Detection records
────────────────────
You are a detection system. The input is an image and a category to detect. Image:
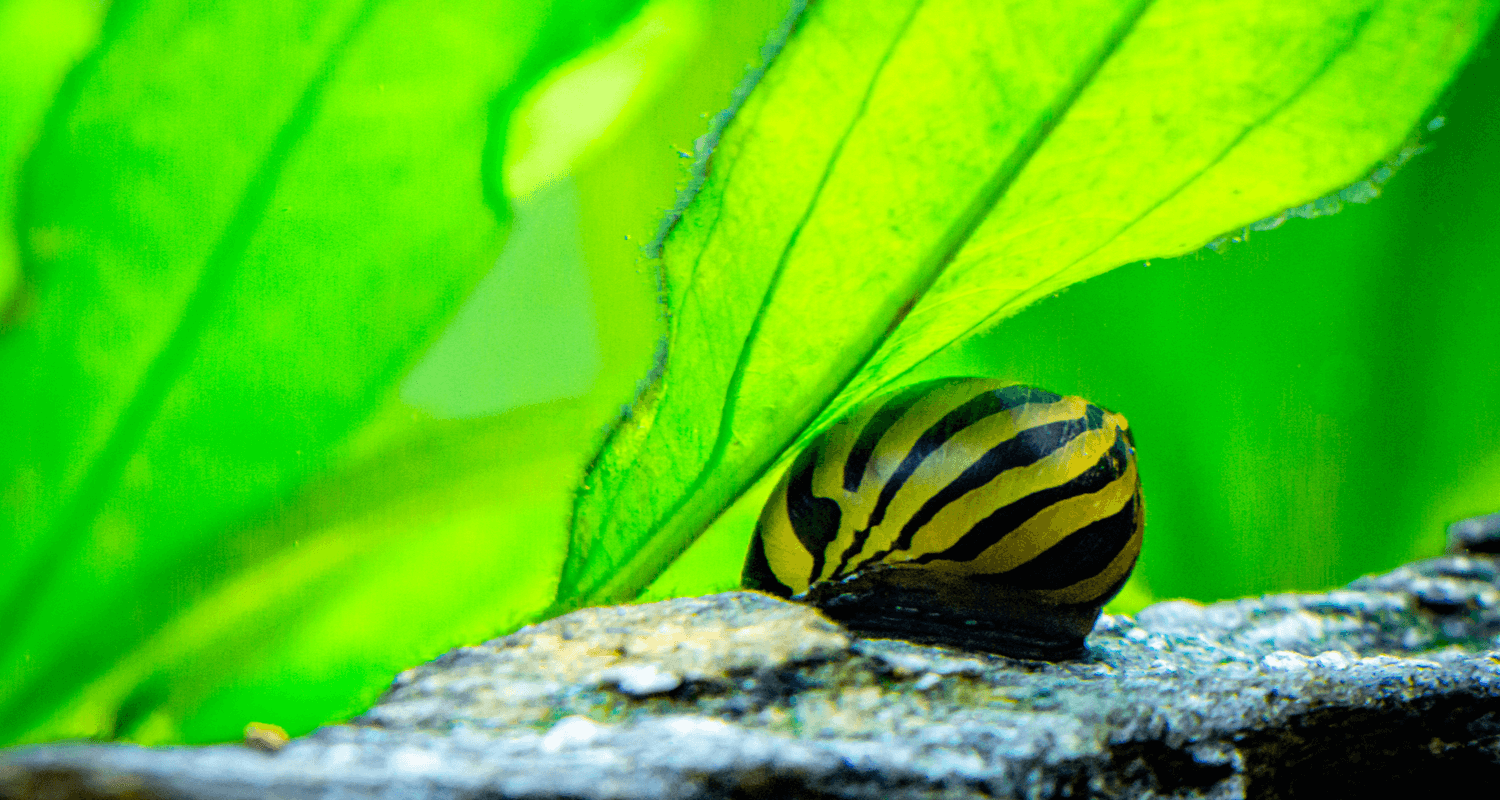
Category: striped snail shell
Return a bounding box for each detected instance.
[743,378,1145,660]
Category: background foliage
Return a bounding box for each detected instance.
[0,0,1500,741]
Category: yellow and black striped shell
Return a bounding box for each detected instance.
[744,378,1145,660]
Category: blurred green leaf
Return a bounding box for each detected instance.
[558,0,1496,608]
[0,0,107,318]
[13,399,608,743]
[647,10,1500,612]
[0,0,638,738]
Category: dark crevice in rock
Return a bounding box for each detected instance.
[1238,695,1500,800]
[14,552,1500,800]
[1104,741,1235,797]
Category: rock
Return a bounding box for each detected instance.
[0,555,1500,800]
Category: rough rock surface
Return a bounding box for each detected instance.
[0,555,1500,800]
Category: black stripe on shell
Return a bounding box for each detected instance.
[786,432,843,575]
[984,497,1140,590]
[813,381,1062,578]
[912,420,1127,564]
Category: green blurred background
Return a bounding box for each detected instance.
[0,0,1500,743]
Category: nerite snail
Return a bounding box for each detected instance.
[744,378,1145,660]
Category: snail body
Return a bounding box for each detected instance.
[743,378,1145,660]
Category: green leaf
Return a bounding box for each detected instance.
[10,399,608,743]
[0,0,636,737]
[558,0,1496,608]
[0,0,105,318]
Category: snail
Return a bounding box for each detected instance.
[743,378,1145,660]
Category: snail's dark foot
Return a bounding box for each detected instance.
[797,569,1100,660]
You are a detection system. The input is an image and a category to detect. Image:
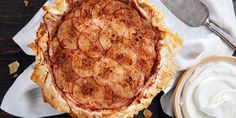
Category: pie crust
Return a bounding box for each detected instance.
[31,0,182,118]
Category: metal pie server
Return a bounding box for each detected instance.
[161,0,236,50]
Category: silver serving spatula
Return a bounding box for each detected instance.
[161,0,236,50]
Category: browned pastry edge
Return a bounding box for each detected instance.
[31,0,182,118]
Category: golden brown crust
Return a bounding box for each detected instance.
[31,0,182,118]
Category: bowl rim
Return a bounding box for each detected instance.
[173,56,236,118]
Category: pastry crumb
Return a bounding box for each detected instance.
[8,61,20,75]
[24,0,29,7]
[143,109,152,118]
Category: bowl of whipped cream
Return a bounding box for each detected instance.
[174,56,236,118]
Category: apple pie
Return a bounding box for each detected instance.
[31,0,182,118]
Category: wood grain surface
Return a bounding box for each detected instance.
[0,0,236,118]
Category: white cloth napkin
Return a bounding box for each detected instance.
[1,0,236,117]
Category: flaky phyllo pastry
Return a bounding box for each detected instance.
[31,0,182,118]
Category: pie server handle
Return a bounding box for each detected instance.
[204,18,236,50]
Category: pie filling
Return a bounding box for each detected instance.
[48,0,161,110]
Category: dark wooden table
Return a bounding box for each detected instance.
[0,0,236,118]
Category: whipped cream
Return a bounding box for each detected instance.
[181,61,236,118]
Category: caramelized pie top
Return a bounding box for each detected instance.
[31,0,182,118]
[48,0,162,110]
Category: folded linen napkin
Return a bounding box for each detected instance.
[1,0,236,117]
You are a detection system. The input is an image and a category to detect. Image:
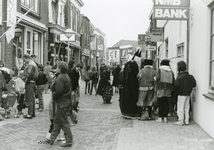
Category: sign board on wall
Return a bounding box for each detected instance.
[138,34,146,45]
[153,8,189,20]
[154,0,190,7]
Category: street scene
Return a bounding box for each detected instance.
[0,0,214,150]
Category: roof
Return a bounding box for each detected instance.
[109,40,138,49]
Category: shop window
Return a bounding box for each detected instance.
[21,0,39,14]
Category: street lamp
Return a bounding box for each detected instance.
[65,29,74,62]
[14,28,22,75]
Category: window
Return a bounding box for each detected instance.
[21,0,39,13]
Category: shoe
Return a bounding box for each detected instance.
[156,118,163,122]
[46,139,54,145]
[60,142,72,147]
[56,134,65,141]
[45,132,51,140]
[23,115,32,119]
[163,117,167,123]
[174,121,184,126]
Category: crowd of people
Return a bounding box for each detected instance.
[0,54,196,147]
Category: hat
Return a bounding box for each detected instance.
[76,63,82,69]
[178,61,187,71]
[161,59,170,66]
[144,59,153,66]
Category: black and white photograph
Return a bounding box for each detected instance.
[0,0,214,150]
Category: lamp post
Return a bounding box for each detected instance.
[14,28,22,75]
[65,29,74,62]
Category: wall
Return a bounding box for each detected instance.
[189,0,214,138]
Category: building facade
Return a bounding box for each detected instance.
[150,0,214,138]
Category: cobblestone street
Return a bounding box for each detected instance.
[0,82,213,150]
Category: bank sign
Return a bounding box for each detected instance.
[153,0,190,20]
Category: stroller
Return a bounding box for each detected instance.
[0,78,17,119]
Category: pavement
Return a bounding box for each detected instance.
[0,81,214,150]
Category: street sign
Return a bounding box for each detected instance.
[145,45,156,51]
[153,7,189,20]
[60,33,76,42]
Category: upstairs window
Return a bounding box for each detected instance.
[21,0,39,14]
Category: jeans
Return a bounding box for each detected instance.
[90,81,97,94]
[158,97,169,118]
[25,82,36,115]
[51,105,73,143]
[177,95,190,124]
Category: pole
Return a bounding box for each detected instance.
[67,38,70,62]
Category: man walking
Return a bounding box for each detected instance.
[22,54,39,119]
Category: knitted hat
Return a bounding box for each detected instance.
[161,59,170,66]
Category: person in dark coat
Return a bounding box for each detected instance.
[47,61,73,147]
[97,66,111,104]
[112,64,121,93]
[120,60,139,118]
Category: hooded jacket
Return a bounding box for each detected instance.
[156,65,175,98]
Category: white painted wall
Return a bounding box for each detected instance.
[189,0,214,138]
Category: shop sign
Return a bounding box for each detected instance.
[153,8,189,20]
[154,0,190,7]
[83,48,90,56]
[60,33,76,42]
[138,34,146,45]
[151,33,163,42]
[98,44,103,51]
[145,45,156,51]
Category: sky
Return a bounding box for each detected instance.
[81,0,153,47]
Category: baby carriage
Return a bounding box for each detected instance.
[0,78,17,119]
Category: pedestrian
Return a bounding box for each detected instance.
[90,67,99,95]
[137,59,156,120]
[112,64,121,93]
[174,61,196,125]
[0,60,6,121]
[31,54,39,66]
[120,60,139,118]
[155,59,175,123]
[22,54,39,119]
[99,63,105,76]
[36,64,48,111]
[84,66,91,94]
[44,61,53,94]
[97,66,113,104]
[48,61,73,147]
[68,63,82,112]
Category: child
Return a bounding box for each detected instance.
[90,67,99,95]
[174,61,196,125]
[36,64,48,111]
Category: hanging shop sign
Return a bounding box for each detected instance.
[145,45,156,51]
[153,7,189,20]
[154,0,190,7]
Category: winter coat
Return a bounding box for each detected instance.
[156,65,175,98]
[51,73,71,108]
[174,72,196,96]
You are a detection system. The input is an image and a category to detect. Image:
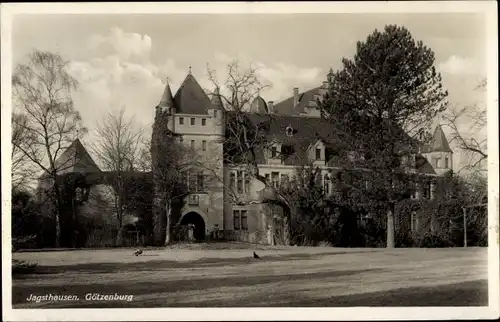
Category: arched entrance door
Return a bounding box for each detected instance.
[181,211,205,240]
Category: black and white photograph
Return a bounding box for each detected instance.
[1,1,499,321]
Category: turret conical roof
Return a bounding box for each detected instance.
[158,81,178,108]
[430,125,453,152]
[210,87,224,110]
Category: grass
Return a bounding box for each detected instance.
[12,244,488,308]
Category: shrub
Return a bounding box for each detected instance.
[12,259,38,275]
[418,232,452,248]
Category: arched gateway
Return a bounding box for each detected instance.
[180,211,206,240]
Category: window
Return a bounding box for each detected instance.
[229,172,236,190]
[271,172,280,188]
[281,145,295,162]
[245,173,250,193]
[240,210,248,230]
[236,171,243,193]
[181,172,189,185]
[423,182,431,199]
[435,158,441,168]
[233,209,248,230]
[410,184,418,199]
[410,211,418,232]
[188,173,198,191]
[401,155,408,167]
[233,210,241,230]
[271,146,278,159]
[323,174,330,194]
[316,148,321,160]
[197,173,205,192]
[281,174,290,187]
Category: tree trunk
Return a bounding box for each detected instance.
[165,201,172,246]
[387,203,395,248]
[54,207,61,248]
[116,223,123,246]
[283,216,290,246]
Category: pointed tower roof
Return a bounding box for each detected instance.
[47,139,101,174]
[158,79,178,108]
[210,86,224,110]
[430,125,453,152]
[174,73,212,114]
[250,95,269,114]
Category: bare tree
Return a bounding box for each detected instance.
[92,108,143,245]
[12,51,85,247]
[207,60,302,244]
[442,79,488,172]
[11,113,36,190]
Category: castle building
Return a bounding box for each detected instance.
[41,69,453,244]
[152,70,453,244]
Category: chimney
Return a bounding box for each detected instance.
[293,87,299,108]
[267,101,274,114]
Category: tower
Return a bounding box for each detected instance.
[422,125,453,175]
[159,79,176,132]
[208,87,226,136]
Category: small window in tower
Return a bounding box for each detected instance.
[241,210,248,230]
[316,148,321,160]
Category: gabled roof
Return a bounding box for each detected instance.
[174,74,212,114]
[210,87,224,110]
[40,139,101,178]
[274,87,321,115]
[158,81,178,108]
[226,112,435,174]
[421,125,453,153]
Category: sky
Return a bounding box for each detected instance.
[12,13,486,172]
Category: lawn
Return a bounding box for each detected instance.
[12,244,488,308]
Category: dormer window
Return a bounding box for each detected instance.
[271,146,278,159]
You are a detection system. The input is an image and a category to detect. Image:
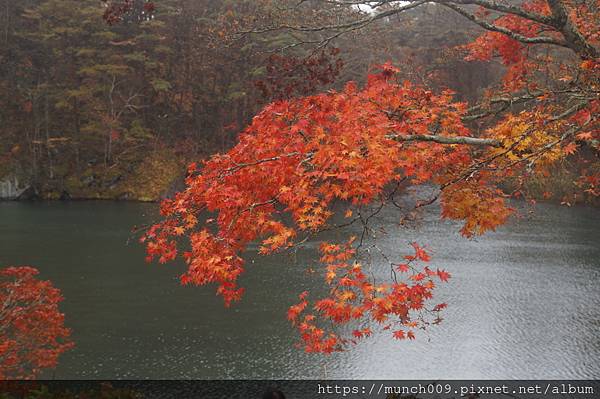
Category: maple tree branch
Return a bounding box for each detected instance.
[548,0,600,59]
[446,0,553,26]
[439,2,570,48]
[387,134,502,147]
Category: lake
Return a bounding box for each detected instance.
[0,202,600,379]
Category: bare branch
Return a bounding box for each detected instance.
[387,134,502,148]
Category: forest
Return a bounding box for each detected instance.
[0,0,600,390]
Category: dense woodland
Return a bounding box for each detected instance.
[0,0,506,200]
[0,0,600,378]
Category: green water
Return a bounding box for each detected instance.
[0,202,600,379]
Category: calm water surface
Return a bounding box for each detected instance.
[0,202,600,379]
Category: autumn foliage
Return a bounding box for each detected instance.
[0,267,73,379]
[142,0,600,353]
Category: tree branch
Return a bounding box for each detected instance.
[387,134,502,148]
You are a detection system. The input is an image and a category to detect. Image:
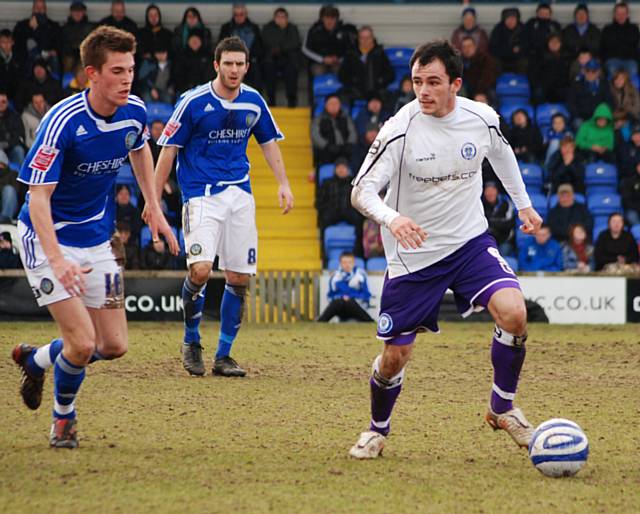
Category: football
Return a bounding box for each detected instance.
[529,418,589,478]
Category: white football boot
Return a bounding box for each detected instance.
[484,407,533,448]
[349,431,387,459]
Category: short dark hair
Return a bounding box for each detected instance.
[409,39,462,82]
[214,36,249,64]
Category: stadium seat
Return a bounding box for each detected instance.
[147,102,173,125]
[496,73,531,104]
[318,164,336,185]
[367,257,387,271]
[587,193,622,216]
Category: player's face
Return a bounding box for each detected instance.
[86,52,134,107]
[411,59,462,118]
[213,52,249,90]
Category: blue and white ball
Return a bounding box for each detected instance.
[529,418,589,477]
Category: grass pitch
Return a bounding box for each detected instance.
[0,322,640,514]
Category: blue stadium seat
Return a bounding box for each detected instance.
[313,73,342,98]
[496,73,531,104]
[500,102,534,125]
[587,193,622,216]
[318,164,336,185]
[147,102,173,125]
[367,257,387,271]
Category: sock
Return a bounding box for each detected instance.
[26,339,62,375]
[53,354,85,419]
[216,284,247,359]
[491,327,527,414]
[182,276,207,344]
[369,355,404,436]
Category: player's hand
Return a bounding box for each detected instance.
[518,207,542,234]
[278,184,293,214]
[389,215,427,250]
[50,257,91,296]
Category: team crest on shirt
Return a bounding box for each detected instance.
[124,131,138,150]
[460,143,478,161]
[378,312,393,334]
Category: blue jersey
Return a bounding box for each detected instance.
[18,90,149,248]
[158,82,284,202]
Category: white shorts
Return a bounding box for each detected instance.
[182,186,258,274]
[18,222,124,309]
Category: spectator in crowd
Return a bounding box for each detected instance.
[620,158,640,226]
[489,7,527,73]
[518,223,562,271]
[616,123,640,179]
[461,36,498,98]
[0,29,24,103]
[0,92,25,166]
[482,182,515,255]
[610,69,640,121]
[311,94,358,164]
[22,93,50,149]
[0,232,22,269]
[99,0,138,36]
[0,150,18,223]
[138,4,173,59]
[338,25,395,103]
[562,3,600,60]
[567,59,609,130]
[173,7,213,55]
[218,3,264,90]
[451,6,489,54]
[576,103,615,162]
[562,223,594,273]
[13,0,62,73]
[173,29,214,95]
[547,184,593,242]
[508,109,542,162]
[529,32,569,104]
[524,1,562,63]
[116,184,142,237]
[302,4,357,76]
[138,44,175,104]
[62,0,95,72]
[116,221,140,269]
[318,252,373,322]
[262,7,302,107]
[600,2,640,76]
[547,136,585,194]
[594,213,638,271]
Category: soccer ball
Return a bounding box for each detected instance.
[529,418,589,478]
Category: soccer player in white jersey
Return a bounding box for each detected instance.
[350,41,542,459]
[151,37,293,377]
[12,27,179,448]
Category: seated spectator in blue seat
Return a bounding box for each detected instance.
[547,184,593,242]
[547,136,585,194]
[482,182,515,256]
[562,223,595,273]
[518,223,562,271]
[576,103,615,162]
[594,213,638,271]
[318,252,373,322]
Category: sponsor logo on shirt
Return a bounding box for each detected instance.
[29,145,60,173]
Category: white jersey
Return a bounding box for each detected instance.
[351,97,531,278]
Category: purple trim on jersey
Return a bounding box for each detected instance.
[378,233,520,345]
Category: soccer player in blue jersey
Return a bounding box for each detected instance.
[12,27,178,448]
[155,37,293,377]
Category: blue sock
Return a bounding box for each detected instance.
[53,354,85,419]
[182,277,207,344]
[216,284,247,359]
[26,339,62,375]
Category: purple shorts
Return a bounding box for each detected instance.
[378,233,520,345]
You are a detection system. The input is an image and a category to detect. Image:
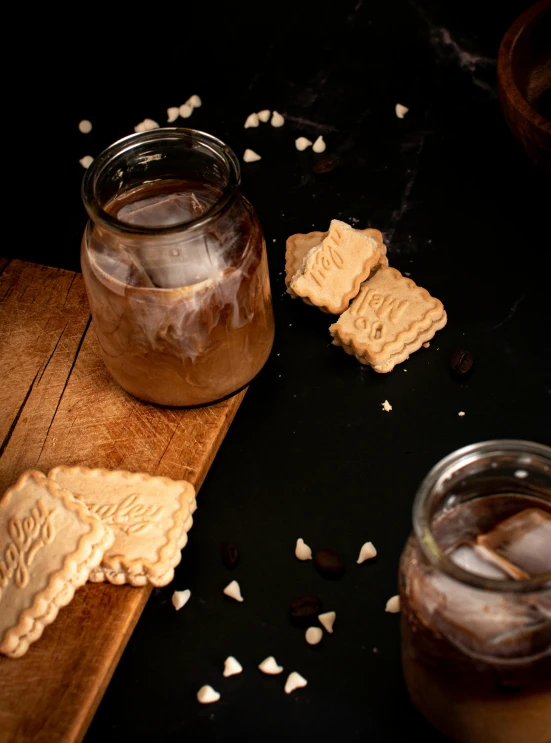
────────────────────
Task prompt: Please express the records from the line with "Category: gabled roof" to the line with "[0,0,600,378]" as a Markdown table with a Row column holding a running number and a Line column holding the line. Skip blank lines and leave the pictures out.

Reply to the exercise:
| Row | Line |
|---|---|
| 1 | Category: gabled roof |
| 2 | Return a bounding box for each detected instance. |
| 3 | [174,74,212,114] |
| 4 | [210,87,224,110] |
| 5 | [40,139,101,178] |
| 6 | [274,87,321,115] |
| 7 | [158,81,178,108] |
| 8 | [226,112,435,174] |
| 9 | [421,125,453,153] |
| 10 | Category: sky |
| 11 | Return a bounding box for each detected instance. |
| 12 | [12,13,486,172] |
| 13 | Category: lawn |
| 14 | Return a bounding box for each detected instance. |
| 15 | [12,244,488,308] |
| 16 | Category: dormer window |
| 17 | Return a bounding box for each detected instance. |
| 18 | [271,146,278,159] |
| 19 | You are a detection system. The input is an image and a category to detect. Image: |
| 20 | Category: maple tree branch |
| 21 | Return a bounding box for each detected instance. |
| 22 | [548,0,600,59] |
| 23 | [446,0,553,26] |
| 24 | [439,2,570,48] |
| 25 | [387,134,502,147] |
| 26 | Category: lake |
| 27 | Return a bounding box for each detected instance. |
| 28 | [0,202,600,379] |
| 29 | Category: bare branch |
| 30 | Return a bounding box for each detected instance. |
| 31 | [387,134,502,148] |
| 32 | Category: forest |
| 33 | Return a bounding box for each detected instance. |
| 34 | [0,0,600,390] |
| 35 | Category: dense woodland |
| 36 | Return a bounding box for each detected instance. |
| 37 | [0,0,506,200] |
| 38 | [0,0,600,378] |